### [Dataset records]

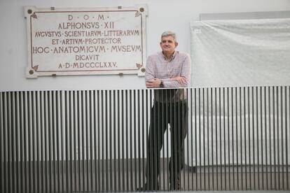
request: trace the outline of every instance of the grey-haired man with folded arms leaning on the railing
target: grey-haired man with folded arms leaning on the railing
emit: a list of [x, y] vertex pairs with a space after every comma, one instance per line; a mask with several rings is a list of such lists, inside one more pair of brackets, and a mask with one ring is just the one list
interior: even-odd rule
[[142, 190], [158, 190], [160, 174], [160, 150], [164, 133], [170, 124], [170, 190], [180, 190], [181, 169], [184, 166], [184, 138], [188, 127], [188, 105], [186, 90], [191, 79], [191, 59], [188, 54], [178, 52], [176, 34], [165, 31], [161, 35], [160, 47], [147, 59], [145, 80], [148, 88], [154, 90], [154, 103], [151, 109], [151, 121], [147, 145], [146, 184]]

### [Task item]
Everything in the records above should be printed again exactly, except the pictures.

### [Reply]
request: trace the outline of every instance of the grey-haired man with folded arms leaning on the railing
target: grey-haired man with folded arms leaning on the railing
emit: a list of [x, y] vertex pairs with a space after every comma, one instance per line; a mask with several rings is a list of such lists, inside one more pair of brackets, and a mask with one ring is just the one list
interior: even-odd rule
[[142, 190], [158, 190], [160, 174], [160, 150], [164, 133], [170, 124], [170, 190], [180, 190], [181, 169], [184, 166], [184, 138], [188, 127], [188, 105], [186, 90], [191, 79], [191, 59], [188, 54], [178, 52], [176, 34], [165, 31], [161, 35], [160, 47], [147, 59], [145, 80], [148, 88], [154, 90], [154, 103], [151, 109], [151, 121], [147, 145], [146, 184]]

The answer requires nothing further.